---- RAW DATA
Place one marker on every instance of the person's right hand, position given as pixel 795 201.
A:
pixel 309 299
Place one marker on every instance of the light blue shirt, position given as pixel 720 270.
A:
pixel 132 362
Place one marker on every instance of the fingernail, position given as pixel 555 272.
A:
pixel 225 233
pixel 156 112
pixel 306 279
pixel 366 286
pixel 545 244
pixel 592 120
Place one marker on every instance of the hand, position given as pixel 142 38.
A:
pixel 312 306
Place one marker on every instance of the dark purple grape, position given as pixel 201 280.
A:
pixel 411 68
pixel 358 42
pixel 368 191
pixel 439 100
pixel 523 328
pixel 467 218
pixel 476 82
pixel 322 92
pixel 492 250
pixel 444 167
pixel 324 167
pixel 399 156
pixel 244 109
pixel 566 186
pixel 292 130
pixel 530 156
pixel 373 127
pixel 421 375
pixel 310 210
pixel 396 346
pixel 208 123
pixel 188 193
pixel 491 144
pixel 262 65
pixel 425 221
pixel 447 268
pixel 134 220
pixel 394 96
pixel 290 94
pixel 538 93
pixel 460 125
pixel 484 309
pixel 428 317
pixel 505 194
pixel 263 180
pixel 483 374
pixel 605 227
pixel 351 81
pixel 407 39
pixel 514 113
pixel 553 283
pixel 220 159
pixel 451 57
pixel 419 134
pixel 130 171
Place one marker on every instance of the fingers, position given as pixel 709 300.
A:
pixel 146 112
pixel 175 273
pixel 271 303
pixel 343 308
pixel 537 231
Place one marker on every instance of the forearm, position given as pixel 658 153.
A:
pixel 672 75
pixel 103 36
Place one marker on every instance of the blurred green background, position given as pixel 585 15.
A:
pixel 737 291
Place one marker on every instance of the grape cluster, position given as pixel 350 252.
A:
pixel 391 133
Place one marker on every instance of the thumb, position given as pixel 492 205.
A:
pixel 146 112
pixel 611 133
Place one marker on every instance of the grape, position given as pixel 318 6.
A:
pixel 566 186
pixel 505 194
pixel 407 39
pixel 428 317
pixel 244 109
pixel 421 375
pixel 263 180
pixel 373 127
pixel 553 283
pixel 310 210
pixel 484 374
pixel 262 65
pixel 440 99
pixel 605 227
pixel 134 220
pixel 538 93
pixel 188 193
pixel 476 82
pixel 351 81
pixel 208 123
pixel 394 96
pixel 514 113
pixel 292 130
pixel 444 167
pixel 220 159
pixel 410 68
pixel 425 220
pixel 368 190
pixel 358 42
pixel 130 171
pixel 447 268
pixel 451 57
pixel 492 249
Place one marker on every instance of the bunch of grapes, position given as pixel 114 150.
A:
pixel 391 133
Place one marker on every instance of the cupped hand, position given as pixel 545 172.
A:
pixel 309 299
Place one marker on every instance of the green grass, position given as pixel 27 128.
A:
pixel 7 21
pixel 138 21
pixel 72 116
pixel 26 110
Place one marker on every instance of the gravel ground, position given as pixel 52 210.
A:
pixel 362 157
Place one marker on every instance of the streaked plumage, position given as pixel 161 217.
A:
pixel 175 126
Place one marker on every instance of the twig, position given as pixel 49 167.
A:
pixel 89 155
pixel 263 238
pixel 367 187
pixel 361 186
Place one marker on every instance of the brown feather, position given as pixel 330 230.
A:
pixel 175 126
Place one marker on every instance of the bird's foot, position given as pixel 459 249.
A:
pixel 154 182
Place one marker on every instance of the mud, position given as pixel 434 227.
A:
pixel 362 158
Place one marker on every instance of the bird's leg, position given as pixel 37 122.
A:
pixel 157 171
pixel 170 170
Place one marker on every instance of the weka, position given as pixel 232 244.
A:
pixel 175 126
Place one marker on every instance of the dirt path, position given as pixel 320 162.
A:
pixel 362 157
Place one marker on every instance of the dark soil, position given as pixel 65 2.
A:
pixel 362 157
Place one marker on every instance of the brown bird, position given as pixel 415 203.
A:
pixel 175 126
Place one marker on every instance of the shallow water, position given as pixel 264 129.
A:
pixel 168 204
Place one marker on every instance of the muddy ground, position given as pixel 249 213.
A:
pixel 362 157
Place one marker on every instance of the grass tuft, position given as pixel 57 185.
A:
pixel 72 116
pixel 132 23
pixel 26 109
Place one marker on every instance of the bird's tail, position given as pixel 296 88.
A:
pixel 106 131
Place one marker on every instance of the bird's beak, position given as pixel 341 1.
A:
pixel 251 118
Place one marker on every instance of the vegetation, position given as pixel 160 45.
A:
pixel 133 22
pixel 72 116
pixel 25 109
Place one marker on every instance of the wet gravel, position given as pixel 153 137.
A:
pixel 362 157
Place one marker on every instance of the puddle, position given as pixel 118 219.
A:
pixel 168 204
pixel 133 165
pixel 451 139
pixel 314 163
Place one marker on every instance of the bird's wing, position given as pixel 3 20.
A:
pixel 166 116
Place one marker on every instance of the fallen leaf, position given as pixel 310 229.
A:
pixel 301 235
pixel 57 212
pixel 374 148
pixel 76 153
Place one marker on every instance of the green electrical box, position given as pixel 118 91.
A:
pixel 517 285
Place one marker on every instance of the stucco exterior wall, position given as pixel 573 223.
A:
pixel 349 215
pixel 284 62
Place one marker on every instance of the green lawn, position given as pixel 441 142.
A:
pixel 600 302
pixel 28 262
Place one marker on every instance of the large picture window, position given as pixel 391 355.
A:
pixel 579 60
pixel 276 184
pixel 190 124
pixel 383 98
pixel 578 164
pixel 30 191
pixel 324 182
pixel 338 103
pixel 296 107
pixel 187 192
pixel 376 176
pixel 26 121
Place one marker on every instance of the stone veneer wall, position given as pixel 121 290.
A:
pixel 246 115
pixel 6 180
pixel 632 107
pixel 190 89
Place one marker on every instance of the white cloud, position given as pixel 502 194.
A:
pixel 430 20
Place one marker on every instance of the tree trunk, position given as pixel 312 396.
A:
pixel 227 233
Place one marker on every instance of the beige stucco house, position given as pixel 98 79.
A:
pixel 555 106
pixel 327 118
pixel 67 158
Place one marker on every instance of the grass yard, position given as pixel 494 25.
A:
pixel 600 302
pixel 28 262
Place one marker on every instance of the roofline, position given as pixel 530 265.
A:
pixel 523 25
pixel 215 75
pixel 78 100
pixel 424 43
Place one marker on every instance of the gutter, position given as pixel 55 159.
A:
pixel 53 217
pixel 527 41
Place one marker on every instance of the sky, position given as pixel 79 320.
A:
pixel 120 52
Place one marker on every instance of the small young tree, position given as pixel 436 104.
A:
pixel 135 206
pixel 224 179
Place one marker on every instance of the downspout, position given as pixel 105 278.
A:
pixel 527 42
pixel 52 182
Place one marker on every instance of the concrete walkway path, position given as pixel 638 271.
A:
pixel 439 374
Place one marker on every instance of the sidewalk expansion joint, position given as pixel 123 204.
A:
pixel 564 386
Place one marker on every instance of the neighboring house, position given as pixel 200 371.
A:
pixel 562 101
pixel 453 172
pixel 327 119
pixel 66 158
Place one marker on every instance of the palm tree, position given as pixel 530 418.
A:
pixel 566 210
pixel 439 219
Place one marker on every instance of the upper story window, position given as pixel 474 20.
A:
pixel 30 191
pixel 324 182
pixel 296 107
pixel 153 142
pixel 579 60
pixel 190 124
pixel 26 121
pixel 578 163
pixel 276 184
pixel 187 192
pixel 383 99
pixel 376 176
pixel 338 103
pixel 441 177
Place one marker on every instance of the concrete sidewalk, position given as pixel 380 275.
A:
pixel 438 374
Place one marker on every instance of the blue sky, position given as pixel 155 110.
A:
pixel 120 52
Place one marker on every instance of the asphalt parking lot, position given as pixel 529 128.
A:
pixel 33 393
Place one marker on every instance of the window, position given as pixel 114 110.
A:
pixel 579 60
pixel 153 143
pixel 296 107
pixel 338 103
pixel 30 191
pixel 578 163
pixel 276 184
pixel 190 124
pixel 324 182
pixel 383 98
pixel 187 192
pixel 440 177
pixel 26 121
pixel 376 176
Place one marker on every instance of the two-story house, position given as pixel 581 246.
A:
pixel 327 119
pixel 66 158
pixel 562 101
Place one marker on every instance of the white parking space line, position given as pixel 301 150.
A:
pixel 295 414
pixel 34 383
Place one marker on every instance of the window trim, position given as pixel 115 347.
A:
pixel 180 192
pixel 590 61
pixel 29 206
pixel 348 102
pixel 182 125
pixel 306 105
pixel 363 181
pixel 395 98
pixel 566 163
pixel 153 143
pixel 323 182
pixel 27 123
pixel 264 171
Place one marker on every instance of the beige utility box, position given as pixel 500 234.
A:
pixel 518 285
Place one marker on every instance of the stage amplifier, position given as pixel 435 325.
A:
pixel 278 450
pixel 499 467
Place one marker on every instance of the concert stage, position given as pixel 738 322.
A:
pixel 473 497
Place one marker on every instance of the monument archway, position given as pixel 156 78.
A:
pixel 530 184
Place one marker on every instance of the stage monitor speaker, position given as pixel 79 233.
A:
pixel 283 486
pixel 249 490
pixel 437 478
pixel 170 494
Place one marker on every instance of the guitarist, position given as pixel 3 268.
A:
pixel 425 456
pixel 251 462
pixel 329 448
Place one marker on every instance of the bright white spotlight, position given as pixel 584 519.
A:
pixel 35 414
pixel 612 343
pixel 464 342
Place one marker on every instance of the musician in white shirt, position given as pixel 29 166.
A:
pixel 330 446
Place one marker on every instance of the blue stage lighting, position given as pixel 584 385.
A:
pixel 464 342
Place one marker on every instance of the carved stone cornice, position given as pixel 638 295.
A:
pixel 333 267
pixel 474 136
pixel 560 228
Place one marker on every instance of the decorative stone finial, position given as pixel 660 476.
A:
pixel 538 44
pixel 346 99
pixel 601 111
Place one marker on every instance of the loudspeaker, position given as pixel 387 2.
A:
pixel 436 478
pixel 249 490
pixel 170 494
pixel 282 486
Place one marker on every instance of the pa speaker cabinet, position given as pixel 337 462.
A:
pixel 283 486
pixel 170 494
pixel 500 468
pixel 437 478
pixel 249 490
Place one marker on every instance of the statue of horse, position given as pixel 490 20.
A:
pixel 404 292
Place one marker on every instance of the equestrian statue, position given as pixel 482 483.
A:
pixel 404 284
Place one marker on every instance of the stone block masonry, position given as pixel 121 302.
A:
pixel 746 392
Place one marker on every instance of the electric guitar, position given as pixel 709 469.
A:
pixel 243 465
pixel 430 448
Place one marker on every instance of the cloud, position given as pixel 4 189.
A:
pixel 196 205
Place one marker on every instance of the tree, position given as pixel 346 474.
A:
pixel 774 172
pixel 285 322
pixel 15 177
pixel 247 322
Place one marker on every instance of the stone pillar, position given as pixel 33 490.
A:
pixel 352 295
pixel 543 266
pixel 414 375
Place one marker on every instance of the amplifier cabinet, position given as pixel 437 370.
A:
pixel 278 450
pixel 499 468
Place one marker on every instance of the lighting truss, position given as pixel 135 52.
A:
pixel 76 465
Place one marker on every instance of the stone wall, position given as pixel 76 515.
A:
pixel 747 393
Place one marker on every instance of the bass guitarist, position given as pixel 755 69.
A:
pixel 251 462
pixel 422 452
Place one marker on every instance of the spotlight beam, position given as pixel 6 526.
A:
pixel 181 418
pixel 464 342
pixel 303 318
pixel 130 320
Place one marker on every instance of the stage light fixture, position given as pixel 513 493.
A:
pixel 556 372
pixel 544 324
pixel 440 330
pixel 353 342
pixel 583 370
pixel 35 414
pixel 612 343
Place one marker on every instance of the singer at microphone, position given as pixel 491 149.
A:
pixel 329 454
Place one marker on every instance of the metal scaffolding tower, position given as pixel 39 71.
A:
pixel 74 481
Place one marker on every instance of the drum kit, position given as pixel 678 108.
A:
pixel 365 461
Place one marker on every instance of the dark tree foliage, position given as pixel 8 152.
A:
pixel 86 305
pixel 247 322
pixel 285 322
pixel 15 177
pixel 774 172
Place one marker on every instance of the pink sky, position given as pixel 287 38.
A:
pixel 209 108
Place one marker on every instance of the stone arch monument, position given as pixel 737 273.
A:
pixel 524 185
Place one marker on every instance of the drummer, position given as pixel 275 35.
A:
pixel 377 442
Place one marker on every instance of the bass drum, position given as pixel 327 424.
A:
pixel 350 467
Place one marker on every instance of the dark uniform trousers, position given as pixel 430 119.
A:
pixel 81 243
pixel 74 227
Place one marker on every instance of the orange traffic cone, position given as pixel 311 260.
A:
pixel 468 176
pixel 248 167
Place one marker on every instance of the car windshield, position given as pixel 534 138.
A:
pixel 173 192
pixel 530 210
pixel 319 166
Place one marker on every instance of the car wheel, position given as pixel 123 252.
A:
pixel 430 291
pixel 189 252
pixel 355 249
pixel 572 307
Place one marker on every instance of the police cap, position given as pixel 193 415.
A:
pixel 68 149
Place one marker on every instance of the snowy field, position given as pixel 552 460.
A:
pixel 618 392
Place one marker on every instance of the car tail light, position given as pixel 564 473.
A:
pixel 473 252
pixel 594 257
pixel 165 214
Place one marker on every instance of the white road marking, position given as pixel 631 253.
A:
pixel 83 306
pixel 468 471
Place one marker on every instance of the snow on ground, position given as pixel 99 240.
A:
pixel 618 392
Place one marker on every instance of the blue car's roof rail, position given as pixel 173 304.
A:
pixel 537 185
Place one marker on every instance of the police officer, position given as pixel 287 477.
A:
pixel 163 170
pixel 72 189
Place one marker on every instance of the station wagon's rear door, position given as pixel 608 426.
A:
--------
=== GIVEN INSTRUCTION ===
Can you quote the rows verbatim, starting at the line that contains "Place one marker on every instance of the bird's wing, position" and stopping after the line that contains "pixel 76 153"?

=== ANSWER TO THE PROBLEM ===
Place one marker on every instance of the bird's wing, position given as pixel 3 20.
A:
pixel 166 116
Place one marker on every instance of the fallen leaf, position given as pixel 310 229.
A:
pixel 301 235
pixel 57 212
pixel 374 148
pixel 76 153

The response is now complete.